STORED DATA
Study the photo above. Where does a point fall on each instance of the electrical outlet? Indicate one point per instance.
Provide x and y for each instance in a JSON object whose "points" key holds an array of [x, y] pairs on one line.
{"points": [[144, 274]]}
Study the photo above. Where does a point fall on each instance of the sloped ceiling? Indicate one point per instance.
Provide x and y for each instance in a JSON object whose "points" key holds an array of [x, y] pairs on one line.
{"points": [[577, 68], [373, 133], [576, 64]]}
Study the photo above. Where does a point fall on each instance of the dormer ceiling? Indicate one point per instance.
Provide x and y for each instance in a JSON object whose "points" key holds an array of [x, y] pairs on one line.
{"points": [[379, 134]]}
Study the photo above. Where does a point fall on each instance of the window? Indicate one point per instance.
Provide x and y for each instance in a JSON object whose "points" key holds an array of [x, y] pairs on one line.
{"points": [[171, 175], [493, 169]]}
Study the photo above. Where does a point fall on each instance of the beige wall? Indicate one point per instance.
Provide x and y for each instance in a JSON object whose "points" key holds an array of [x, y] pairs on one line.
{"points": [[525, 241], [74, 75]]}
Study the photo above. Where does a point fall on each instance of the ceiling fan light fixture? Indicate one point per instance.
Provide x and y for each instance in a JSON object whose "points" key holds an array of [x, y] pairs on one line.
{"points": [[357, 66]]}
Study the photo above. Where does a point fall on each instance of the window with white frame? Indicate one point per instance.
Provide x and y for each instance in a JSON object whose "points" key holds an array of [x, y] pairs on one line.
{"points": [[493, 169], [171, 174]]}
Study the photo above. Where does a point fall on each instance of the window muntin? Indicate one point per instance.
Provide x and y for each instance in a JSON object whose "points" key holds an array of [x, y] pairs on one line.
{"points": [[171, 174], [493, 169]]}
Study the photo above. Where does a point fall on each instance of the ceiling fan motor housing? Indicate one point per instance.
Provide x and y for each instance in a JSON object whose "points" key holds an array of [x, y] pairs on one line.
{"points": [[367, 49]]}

DIRECTIONS FOR THIS TASK
Every entry must be retyped in full, exactly as given.

THE COMPLETED TASK
Study the photo above. Where does a point fall on each instance of the electrical outlet? Indicate one point per instance.
Provide x and y for each instance in a JSON object whose "points" key holds an array of [x, y] pairs on one line.
{"points": [[144, 274]]}
Study the photo above. Where does a point fall on each instance of the sloped ceiling? Indicate one point per instance.
Provide x and y for each instance in a JSON object whose "points" key holds an array of [x, y] pairs on one line.
{"points": [[577, 68], [373, 133], [576, 64]]}
Study the photo above. Where does a point fall on each instance of the dormer ceiling? Indicate one point per instance.
Provide x and y for each instance in a JSON object whose "points" key holds an array of [x, y] pairs on one line.
{"points": [[379, 134]]}
Study the photo above. Where does a point fall on each instance of the window? Indicate one point per instance.
Provide x and y for each instance in a JSON object whose "points" key holds an array of [x, y] pairs on one line.
{"points": [[171, 175], [493, 169]]}
Study the photo above. Where does a point fall on each instance of the beige wall? Indicate one point per instance.
Provide x and y for each instance in a JSON object whose "points" key holds an array of [x, y] pairs on one line.
{"points": [[525, 241], [74, 75]]}
Study the photo above. Where does a point fall on each instance of the ceiling fan light fixture? Indicate one point per instance.
Provide x and y for each instance in a JSON object whose "points" key holds an array of [x, y] pairs on one line.
{"points": [[357, 66]]}
Study the photo above. Where does a point fall on each instance of the window with white frame? Indicate one point per instance.
Provide x and y for each instance in a JSON object whose "points" key holds an array of [x, y] pairs on one line.
{"points": [[493, 169], [171, 174]]}
Study the photo above. Where does a point fall on each instance of the window muntin? Indicate one point per instance.
Provide x and y for each instance in a JSON object whose "points" key holds an array of [x, y] pairs on one line.
{"points": [[171, 174], [493, 169]]}
Study the photo above. Where does a point fall on each instance of the ceiling fan motor housing? Indicate one point per instance.
Provide x and y for each instance in a JSON object whose "points" key holds an array of [x, y] pairs on one line.
{"points": [[367, 49]]}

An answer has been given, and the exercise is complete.